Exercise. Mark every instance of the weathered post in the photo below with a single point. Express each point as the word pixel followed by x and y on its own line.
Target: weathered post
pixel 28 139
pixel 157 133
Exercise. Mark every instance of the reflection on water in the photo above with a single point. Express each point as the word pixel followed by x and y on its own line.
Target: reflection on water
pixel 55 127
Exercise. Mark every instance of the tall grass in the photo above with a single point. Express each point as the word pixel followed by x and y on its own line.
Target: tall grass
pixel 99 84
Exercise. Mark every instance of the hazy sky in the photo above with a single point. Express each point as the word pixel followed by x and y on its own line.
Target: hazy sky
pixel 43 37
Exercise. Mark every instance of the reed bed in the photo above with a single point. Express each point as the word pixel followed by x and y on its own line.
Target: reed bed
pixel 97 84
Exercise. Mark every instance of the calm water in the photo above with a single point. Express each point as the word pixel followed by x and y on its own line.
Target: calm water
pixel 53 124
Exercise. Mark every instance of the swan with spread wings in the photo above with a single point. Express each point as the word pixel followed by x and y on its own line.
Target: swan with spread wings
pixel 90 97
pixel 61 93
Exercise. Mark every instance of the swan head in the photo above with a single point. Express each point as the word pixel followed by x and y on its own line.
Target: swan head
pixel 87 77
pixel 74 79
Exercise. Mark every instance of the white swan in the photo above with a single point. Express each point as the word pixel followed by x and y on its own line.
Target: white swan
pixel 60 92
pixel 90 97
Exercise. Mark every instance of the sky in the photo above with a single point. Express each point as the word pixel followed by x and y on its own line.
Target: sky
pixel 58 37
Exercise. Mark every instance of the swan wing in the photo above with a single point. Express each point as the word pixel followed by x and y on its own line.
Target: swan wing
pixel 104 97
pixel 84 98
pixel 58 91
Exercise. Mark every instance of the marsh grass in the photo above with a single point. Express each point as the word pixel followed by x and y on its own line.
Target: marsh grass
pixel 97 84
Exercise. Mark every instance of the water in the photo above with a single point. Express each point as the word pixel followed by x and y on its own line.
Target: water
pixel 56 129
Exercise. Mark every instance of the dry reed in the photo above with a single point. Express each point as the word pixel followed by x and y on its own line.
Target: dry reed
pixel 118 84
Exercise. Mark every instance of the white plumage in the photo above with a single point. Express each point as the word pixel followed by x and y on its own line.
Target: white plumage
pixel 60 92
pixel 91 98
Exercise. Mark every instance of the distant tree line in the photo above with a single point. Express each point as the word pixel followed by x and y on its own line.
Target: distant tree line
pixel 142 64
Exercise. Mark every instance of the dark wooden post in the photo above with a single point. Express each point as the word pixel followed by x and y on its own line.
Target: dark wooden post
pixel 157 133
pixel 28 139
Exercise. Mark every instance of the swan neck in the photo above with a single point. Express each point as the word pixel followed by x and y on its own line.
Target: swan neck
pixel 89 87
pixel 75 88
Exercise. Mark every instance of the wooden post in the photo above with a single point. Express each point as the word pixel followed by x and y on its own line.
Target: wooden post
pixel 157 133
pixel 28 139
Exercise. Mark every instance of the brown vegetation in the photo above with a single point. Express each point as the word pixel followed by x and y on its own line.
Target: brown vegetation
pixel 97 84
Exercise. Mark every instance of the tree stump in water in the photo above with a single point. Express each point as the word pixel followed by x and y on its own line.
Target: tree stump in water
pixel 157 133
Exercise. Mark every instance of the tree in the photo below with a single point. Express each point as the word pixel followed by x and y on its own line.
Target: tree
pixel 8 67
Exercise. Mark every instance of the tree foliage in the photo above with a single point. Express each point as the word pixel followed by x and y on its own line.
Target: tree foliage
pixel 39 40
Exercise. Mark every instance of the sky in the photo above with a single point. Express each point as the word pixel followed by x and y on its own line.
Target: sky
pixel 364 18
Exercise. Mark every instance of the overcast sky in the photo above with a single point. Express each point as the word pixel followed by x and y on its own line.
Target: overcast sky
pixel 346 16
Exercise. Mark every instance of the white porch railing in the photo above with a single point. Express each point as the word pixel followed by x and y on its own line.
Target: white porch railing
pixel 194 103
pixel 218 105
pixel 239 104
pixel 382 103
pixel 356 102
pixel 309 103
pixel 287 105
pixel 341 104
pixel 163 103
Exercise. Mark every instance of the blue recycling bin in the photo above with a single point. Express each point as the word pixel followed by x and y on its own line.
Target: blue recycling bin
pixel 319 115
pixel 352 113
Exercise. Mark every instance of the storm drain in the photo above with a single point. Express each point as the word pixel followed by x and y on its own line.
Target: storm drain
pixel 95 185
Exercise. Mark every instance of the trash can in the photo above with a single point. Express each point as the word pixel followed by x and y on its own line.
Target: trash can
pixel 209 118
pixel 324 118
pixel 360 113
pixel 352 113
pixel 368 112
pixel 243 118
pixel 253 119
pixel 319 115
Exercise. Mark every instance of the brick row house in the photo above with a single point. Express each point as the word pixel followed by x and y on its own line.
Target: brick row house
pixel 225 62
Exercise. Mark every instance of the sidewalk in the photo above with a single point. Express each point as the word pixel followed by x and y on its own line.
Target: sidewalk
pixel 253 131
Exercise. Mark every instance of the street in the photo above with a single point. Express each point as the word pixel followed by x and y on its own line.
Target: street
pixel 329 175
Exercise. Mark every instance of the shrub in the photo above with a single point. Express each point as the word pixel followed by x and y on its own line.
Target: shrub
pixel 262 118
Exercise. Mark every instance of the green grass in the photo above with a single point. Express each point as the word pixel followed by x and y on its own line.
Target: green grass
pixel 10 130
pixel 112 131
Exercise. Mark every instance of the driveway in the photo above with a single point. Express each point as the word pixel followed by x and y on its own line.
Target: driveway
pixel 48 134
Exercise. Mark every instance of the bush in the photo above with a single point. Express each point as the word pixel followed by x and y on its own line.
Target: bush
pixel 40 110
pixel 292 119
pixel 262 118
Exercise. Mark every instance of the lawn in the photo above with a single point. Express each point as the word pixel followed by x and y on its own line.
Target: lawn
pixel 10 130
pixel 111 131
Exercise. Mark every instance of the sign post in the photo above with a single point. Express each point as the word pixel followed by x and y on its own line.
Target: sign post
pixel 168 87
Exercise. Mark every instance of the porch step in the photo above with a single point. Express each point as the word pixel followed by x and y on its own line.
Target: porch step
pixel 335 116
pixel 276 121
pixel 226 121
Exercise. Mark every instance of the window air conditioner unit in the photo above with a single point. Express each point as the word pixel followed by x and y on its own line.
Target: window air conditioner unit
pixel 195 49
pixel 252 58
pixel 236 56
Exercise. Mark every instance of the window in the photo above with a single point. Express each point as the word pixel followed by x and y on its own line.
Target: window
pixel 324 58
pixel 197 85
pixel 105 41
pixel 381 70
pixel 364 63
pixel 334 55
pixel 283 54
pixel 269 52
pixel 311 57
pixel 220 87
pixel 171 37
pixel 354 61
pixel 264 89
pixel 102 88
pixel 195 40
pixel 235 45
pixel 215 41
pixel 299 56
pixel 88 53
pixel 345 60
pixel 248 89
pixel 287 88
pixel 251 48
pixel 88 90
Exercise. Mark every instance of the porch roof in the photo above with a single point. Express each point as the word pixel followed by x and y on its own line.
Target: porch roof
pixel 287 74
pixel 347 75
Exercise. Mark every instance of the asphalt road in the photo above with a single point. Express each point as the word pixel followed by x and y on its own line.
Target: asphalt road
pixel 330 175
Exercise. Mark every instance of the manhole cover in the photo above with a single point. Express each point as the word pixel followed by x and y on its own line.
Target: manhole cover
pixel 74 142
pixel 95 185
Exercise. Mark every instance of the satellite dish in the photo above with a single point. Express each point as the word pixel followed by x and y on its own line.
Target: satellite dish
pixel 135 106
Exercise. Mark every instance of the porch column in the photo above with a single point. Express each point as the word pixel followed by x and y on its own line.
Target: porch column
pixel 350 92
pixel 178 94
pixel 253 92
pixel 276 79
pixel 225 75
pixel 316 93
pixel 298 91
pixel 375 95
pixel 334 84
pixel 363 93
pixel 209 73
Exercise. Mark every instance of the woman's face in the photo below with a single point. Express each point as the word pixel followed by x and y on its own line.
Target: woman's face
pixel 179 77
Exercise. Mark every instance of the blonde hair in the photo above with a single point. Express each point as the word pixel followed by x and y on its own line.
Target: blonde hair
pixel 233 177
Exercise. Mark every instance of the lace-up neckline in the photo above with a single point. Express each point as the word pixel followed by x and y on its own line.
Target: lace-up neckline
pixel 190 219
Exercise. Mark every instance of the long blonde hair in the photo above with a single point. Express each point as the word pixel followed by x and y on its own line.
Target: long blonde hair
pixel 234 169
******************************
Vuelve a escribir sin cambios todo lo que va desde la línea que contiene "Exercise. Mark every instance of the asphalt" hasta el final del listado, con ambos extremos incluidos.

Exercise. Mark every instance of the asphalt road in the photo above with a single point. Express each point as the word pixel followed by x and y on its own line.
Target: asphalt road
pixel 330 175
Exercise. Mark every instance of the manhole cover in the photo above with a single point. Express each point as the word pixel followed by x and y on its own line.
Target: manhole cover
pixel 74 142
pixel 95 185
Exercise. Mark every instance of the satellite dish in the photo above with a single point. Express each point as the word pixel followed by x and y on its own line.
Target: satellite dish
pixel 135 106
Exercise. Mark every instance of the porch column in the photo above with a single point. Express each point as the word pixel followed by x and y on its own line.
Target: porch column
pixel 350 92
pixel 178 94
pixel 253 92
pixel 276 79
pixel 225 75
pixel 316 93
pixel 298 91
pixel 375 95
pixel 334 84
pixel 363 93
pixel 209 73
Exercise. Mark every instance of the woman's face in the photo below with a single point. Express each point as the word pixel followed by x and y on its own line.
Target: woman's face
pixel 179 77
Exercise. Mark every instance of the blonde hair in the photo above with a single point. Express each point as the word pixel followed by x and y on its own line.
Target: blonde hair
pixel 233 177
Exercise. Mark every instance of the lace-up neckline in the photo above with a single point. Express each point as the word pixel followed by x and y on its own line.
Target: lace-up neckline
pixel 190 219
Exercise. Mark every instance of the long blonde hair in the photo above with a single point. Express each point as the word pixel followed by x and y on its own line.
Target: long blonde hair
pixel 234 169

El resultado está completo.